Extend the passage on building the transpose of a graph, picking up right after its last line.

DOCUMENT PASSAGE:
# # #
The implementation of the above algorithm in various programming languages is mentioned below:

C++ Code

#include <bits/stdc++.h>
using namespace std;
 
// To print the adjacency list of graph
void printGraphListForm(vector<int> adj[], int V)
{
    for (int u = 0; u < V; u++)
    {
        // the source vertex
        cout<<u<<" : ";
        for (int v = 0; v < adj[u].size(); v++)
        {
            // the destination vertex
            cout<<adj[u][v]<<" ";
        }
        cout<<endl;
    }
}
 
// function to create a Transpose graph using the adjacency list
void getTranspose(vector<int> originalGraphAdj[],
                    vector<int> transposeGraphAdj[], int V)
{
    // for every edge u->v in G, 
    // create an edge v->u in G'
    for (int u = 0; u < V; u++)
    {
        // traverse the neighbours of each vertex
        for (int x = 0; x < originalGraphAdj[u].size(); x++)
      { 
            int v = originalGraphAdj[u][x];
            transposeGraphAdj[v].push_back(u); 
      }
        
    }
}
void utill(vector<int> originalGraphAdj[], int V){
    
    // function call to display the adjacency list of original graph G
    cout<<"Original Graph"<<endl;
    printGraphListForm(originalGraphAdj, V);
    
    // function call to find the transpose Graph G' of Graph G
    vector<int> transposeGraphAdj[V];
    getTranspose(originalGraphAdj, transposeGraphAdj, V);
    
    // function call to display the adjacency list of transpose graph G'
    cout<<"Transpose Graph"<<endl;
    printGraphListForm(transposeGraphAdj, V);
    
}

int main()
{
    int V = 5;
    vector<int> originalGraphAdj[V];

    originalGraphAdj[0].push_back(2);
    originalGraphAdj[0].push_back(3);
    originalGraphAdj[2].push_back(4);
    originalGraphAdj[3].push_back(2);
    originalGraphAdj[4].push_back(1);
    
    // A utill function is called that accepts an adjacency list
    utill(originalGraphAdj, V);
 
    return 0;
}

Java Code

import java.util.*;
class Solution
{
    // to print the adjacency list of graph
    public static void printGraphListForm(int V, ArrayList<ArrayList<Integer>> adj)
# # #
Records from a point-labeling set

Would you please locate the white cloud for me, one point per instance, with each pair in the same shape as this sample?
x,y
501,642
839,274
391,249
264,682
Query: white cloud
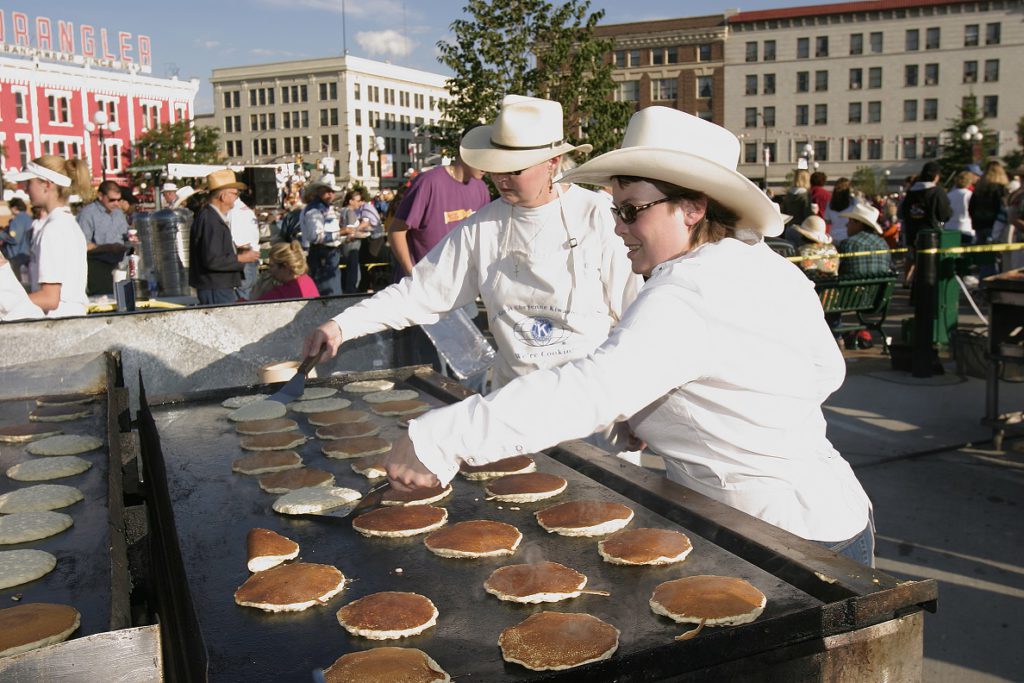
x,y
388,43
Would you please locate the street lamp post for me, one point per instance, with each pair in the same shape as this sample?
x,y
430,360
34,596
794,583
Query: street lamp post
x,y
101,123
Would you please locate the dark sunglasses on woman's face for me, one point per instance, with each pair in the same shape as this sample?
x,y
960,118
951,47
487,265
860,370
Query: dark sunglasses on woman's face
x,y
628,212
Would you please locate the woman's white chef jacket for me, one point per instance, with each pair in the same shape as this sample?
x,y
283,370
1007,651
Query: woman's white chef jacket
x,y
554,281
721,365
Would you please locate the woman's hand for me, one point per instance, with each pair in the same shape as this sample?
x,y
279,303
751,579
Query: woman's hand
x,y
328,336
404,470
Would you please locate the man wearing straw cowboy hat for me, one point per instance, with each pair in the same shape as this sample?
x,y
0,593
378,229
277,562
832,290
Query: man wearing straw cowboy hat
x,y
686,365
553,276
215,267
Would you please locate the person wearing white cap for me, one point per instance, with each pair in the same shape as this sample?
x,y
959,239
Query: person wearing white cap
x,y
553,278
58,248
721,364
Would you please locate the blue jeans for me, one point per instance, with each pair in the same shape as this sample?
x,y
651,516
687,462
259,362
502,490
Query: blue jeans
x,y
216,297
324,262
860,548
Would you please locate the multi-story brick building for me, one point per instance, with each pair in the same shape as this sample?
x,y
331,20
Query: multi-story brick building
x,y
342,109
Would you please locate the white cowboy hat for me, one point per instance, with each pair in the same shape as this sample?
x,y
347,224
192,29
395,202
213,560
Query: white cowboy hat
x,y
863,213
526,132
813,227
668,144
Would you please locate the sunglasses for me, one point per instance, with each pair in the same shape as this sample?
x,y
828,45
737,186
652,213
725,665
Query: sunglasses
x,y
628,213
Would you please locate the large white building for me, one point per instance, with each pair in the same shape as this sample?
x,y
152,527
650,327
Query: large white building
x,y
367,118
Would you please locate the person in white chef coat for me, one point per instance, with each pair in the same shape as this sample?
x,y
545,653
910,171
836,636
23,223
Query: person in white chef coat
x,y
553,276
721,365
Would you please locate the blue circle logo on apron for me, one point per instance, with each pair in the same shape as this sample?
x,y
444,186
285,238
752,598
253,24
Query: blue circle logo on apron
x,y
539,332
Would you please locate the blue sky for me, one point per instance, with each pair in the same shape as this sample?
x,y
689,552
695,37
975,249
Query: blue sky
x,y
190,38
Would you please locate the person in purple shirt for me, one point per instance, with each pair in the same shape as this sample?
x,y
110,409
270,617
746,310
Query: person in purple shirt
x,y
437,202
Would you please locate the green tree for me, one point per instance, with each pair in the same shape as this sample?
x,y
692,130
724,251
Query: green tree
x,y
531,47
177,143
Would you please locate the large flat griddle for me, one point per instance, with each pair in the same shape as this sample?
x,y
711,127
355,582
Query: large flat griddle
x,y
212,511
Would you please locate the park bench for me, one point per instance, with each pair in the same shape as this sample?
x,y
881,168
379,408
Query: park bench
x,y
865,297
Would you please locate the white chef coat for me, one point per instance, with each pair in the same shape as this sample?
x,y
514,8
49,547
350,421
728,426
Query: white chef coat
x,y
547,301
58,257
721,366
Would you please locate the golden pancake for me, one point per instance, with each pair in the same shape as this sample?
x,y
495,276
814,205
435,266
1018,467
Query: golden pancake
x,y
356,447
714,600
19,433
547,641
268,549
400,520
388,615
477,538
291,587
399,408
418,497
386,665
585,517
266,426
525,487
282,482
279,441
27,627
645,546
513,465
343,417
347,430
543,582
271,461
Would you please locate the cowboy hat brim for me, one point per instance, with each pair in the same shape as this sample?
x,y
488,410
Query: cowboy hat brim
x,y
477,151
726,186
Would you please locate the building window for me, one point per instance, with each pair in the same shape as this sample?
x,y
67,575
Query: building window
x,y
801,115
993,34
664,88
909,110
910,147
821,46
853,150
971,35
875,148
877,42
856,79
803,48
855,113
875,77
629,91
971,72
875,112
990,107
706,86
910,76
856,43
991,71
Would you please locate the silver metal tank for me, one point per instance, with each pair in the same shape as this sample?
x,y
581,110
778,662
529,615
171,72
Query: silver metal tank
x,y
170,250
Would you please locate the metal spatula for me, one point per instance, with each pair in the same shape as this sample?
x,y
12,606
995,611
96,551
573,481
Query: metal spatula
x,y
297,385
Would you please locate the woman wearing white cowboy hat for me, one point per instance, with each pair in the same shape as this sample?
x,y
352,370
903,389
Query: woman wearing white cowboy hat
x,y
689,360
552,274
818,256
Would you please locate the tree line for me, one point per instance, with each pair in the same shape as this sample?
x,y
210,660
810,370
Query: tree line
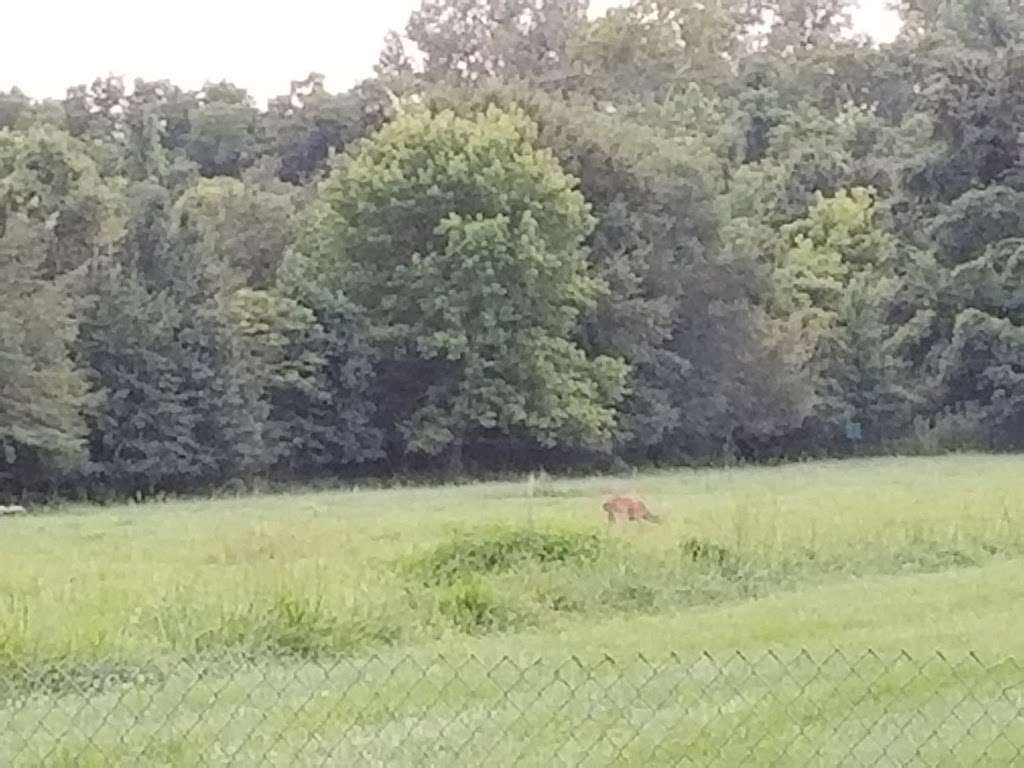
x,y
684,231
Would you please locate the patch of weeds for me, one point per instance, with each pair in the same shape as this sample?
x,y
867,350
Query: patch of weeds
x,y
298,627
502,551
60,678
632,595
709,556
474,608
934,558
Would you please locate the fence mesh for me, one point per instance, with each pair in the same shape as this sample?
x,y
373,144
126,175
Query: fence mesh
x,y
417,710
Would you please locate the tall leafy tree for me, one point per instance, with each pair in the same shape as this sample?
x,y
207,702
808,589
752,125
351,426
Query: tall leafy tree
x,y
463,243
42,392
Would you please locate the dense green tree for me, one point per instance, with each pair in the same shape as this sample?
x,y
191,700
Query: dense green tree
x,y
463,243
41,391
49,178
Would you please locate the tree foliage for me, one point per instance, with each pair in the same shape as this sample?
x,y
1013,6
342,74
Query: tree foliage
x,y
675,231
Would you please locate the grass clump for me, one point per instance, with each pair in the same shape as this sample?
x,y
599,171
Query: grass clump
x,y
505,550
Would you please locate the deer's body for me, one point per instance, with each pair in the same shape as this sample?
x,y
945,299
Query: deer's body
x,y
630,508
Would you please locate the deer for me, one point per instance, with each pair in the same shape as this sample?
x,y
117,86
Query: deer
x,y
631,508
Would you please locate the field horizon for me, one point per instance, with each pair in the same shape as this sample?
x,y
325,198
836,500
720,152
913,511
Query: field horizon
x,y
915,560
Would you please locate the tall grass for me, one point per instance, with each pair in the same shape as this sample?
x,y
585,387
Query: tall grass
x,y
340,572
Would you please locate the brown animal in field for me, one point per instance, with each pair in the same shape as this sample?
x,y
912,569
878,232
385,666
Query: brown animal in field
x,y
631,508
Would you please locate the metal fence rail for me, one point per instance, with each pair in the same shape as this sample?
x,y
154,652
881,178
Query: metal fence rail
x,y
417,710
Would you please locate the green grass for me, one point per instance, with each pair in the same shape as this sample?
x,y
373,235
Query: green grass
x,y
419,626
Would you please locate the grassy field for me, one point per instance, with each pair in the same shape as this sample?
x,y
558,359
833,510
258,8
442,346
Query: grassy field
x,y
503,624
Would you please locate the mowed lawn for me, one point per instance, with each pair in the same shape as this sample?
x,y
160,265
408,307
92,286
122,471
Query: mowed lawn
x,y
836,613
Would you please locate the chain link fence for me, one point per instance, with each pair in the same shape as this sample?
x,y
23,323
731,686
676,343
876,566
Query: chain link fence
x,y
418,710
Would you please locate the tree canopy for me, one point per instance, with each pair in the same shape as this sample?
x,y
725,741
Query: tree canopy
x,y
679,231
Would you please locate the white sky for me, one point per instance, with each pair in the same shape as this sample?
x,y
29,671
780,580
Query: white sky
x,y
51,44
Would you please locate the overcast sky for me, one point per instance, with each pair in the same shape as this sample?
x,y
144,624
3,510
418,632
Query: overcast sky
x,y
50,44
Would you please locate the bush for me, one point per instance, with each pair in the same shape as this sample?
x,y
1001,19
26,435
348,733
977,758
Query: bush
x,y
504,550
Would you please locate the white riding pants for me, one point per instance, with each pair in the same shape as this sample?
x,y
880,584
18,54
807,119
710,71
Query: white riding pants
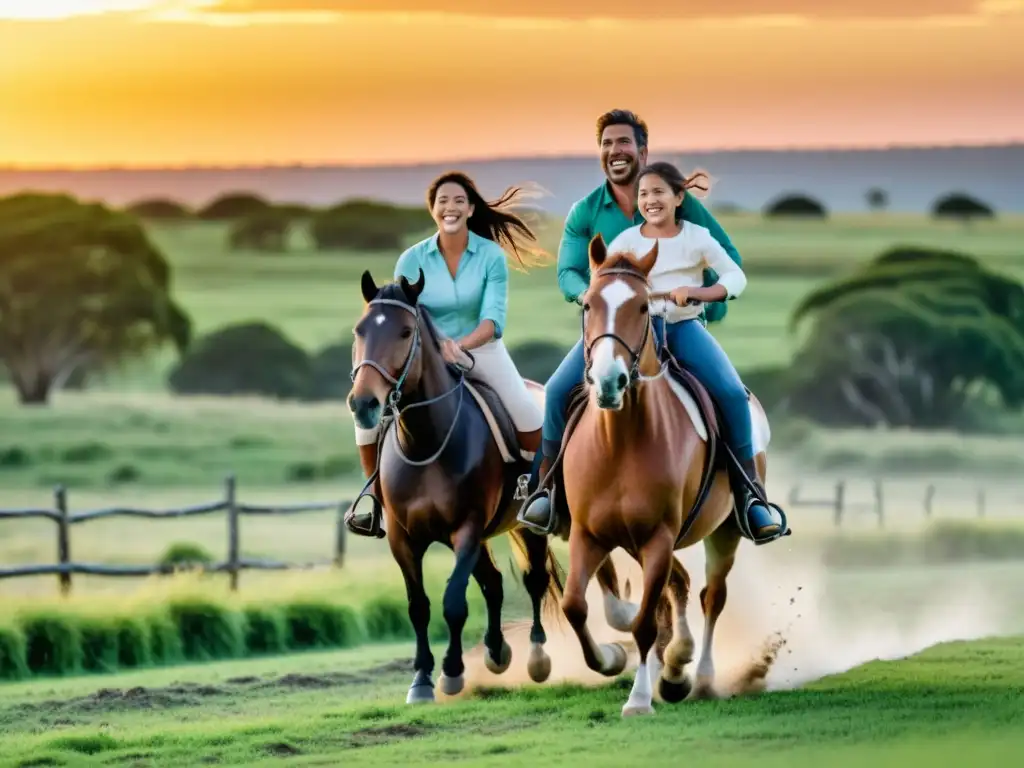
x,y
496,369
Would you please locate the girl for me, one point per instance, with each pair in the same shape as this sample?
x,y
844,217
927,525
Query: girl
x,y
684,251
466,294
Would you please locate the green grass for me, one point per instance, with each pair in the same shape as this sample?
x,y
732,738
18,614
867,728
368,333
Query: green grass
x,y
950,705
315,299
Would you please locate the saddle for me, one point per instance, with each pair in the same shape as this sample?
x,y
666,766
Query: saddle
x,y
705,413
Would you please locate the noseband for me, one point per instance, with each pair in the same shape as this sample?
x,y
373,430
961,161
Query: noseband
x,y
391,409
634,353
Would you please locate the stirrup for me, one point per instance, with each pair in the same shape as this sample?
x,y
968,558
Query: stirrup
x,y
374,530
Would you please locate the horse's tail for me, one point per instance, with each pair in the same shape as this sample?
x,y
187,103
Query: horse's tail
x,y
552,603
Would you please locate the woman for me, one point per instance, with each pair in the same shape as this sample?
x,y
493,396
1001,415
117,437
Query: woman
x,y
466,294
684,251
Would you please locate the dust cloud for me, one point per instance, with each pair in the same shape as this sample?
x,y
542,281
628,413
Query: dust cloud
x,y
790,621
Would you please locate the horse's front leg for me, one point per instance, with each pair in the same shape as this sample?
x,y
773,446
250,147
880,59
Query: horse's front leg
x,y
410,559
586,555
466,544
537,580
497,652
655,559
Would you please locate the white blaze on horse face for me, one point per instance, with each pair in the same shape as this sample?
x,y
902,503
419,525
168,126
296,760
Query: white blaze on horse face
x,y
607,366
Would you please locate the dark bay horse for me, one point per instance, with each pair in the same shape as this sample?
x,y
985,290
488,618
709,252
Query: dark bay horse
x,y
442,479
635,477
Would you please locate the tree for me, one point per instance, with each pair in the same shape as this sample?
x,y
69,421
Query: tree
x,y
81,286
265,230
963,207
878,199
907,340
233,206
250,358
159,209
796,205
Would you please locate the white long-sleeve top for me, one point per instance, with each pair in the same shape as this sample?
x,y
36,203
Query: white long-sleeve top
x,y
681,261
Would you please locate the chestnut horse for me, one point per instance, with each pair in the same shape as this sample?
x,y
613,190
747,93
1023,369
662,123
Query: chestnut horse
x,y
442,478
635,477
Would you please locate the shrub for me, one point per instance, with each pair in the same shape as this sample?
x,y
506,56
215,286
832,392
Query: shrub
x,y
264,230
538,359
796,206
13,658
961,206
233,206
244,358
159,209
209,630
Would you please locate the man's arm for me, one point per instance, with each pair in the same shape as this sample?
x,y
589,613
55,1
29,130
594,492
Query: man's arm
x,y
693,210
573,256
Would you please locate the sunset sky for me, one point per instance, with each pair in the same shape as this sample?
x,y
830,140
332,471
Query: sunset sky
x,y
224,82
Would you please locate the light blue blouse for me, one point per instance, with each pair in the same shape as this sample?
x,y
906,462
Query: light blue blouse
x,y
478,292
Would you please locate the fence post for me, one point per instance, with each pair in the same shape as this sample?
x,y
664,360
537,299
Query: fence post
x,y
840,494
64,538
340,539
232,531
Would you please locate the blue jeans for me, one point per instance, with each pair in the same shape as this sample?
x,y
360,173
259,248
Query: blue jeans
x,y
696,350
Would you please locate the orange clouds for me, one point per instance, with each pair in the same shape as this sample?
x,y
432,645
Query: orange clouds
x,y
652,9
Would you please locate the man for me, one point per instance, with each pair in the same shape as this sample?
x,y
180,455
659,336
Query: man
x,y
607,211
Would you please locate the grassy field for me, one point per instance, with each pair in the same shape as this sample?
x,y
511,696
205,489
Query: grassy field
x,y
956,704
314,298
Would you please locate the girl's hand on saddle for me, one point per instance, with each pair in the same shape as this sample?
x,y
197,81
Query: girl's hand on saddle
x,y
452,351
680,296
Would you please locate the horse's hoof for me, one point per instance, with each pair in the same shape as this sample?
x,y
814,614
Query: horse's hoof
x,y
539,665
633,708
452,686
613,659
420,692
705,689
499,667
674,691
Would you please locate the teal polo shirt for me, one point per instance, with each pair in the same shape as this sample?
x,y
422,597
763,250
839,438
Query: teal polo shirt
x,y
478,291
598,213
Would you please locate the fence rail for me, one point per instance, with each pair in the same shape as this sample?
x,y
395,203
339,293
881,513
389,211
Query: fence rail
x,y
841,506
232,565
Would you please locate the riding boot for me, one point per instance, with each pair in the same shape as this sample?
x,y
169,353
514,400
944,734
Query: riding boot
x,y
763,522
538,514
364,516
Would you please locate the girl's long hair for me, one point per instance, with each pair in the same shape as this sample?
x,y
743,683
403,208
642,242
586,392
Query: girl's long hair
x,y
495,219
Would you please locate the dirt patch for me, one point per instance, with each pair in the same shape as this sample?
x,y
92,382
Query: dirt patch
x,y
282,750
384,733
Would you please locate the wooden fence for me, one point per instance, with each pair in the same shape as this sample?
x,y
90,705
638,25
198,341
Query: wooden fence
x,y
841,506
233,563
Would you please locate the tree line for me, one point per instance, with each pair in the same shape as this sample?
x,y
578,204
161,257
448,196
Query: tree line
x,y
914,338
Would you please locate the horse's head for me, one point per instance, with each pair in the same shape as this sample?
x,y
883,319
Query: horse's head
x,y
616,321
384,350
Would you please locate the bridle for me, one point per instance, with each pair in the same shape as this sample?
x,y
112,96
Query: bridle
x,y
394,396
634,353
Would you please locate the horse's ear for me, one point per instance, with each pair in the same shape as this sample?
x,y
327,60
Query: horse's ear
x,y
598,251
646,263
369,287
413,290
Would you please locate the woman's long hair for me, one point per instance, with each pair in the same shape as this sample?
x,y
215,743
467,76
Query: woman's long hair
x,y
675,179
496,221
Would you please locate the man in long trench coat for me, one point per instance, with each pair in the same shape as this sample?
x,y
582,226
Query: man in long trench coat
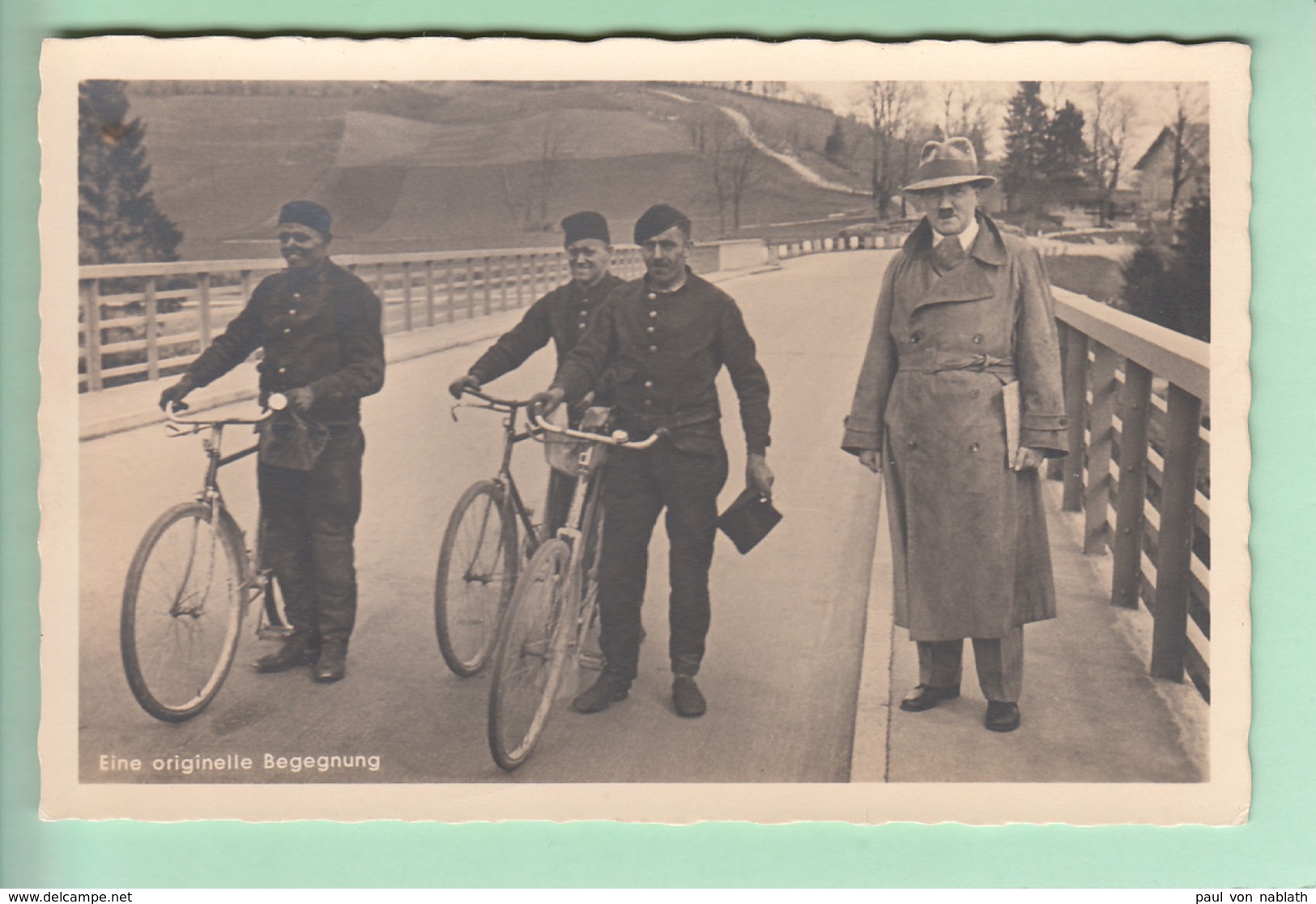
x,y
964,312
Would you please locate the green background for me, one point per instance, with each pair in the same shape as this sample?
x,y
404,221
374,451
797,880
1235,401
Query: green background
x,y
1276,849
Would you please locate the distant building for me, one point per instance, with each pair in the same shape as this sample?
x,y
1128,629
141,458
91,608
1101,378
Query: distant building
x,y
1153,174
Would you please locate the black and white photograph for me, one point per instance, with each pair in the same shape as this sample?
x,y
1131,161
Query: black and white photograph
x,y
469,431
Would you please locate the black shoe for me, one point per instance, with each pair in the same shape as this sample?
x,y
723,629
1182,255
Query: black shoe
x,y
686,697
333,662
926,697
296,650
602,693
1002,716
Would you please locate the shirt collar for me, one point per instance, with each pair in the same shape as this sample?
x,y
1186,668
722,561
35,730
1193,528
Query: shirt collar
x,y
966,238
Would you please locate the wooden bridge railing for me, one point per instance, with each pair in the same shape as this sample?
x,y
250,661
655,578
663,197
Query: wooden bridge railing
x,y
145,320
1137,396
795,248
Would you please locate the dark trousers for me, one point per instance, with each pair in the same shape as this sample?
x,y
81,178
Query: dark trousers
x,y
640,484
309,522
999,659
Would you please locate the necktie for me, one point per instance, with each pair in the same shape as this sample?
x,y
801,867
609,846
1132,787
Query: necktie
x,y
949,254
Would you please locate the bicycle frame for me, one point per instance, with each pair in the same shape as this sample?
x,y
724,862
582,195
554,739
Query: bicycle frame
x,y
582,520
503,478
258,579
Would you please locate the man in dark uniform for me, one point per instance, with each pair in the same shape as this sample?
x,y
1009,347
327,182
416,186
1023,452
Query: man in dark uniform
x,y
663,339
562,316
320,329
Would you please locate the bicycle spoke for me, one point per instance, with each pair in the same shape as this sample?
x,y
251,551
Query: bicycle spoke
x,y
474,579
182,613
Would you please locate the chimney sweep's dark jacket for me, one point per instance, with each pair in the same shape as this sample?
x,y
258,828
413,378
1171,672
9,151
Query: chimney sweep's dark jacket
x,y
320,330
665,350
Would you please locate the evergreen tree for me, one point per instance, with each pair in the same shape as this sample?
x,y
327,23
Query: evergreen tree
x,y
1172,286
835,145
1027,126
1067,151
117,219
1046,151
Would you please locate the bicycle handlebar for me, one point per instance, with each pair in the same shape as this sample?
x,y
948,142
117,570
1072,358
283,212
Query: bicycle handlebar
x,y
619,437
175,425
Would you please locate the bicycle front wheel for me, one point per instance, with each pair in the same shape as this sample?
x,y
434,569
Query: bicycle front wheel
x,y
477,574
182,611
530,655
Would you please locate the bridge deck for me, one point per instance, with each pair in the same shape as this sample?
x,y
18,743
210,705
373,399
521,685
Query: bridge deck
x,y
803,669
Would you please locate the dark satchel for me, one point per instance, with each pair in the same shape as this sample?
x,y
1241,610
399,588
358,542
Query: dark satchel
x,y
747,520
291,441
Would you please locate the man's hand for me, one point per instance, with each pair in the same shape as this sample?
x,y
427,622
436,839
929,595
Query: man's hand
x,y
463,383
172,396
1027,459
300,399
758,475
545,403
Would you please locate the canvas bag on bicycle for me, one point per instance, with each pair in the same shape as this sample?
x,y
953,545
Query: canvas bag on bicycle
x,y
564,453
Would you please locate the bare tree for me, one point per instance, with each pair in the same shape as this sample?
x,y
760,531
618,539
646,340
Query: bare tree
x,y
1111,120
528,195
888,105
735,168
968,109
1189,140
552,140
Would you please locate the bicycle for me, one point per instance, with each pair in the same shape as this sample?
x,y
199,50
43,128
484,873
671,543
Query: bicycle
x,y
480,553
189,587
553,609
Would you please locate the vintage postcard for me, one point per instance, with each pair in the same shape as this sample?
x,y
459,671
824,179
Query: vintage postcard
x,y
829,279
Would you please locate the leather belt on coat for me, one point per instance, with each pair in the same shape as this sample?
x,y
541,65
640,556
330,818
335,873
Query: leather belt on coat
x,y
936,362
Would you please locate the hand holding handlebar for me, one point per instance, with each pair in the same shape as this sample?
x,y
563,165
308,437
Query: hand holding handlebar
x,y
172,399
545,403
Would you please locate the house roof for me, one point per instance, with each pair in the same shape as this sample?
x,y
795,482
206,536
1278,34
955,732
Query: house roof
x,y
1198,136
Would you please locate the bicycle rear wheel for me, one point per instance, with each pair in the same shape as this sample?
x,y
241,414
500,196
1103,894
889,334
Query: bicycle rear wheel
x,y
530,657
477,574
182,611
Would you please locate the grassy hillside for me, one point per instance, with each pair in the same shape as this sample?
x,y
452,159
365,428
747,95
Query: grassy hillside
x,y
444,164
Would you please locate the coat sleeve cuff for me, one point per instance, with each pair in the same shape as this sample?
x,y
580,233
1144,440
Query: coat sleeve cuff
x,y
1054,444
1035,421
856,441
# # #
RESPONSE:
    {
        for(int u = 0; u < V; u++){
            // source vertex
            System.out.print( u + " : ");
            for(Integer v: adj.get(u)) {
                // the destination vertex
                System.out.print( v + " ");
            }
            System.out.println();
        }

    }
    
    // function to create a transpose graph using the adjacency list 
    public static void getTranspose(ArrayList<ArrayList<Integer>> originalGraph, ArrayList<ArrayList<Integer>> transposeGraph, int V)
    {
        // for every edge u->v i G
        // create an edge v->u in G'
        for(int u = 0; u < V; u++){
            // traverse the neighbours of each vertex
            for(Integer v: originalGraph.get(u)) {
                transposeGraph.get(v).add(u);
            }
        }
    }
    
    public static void utill(int V, ArrayList<ArrayList<Integer>> originalGraph)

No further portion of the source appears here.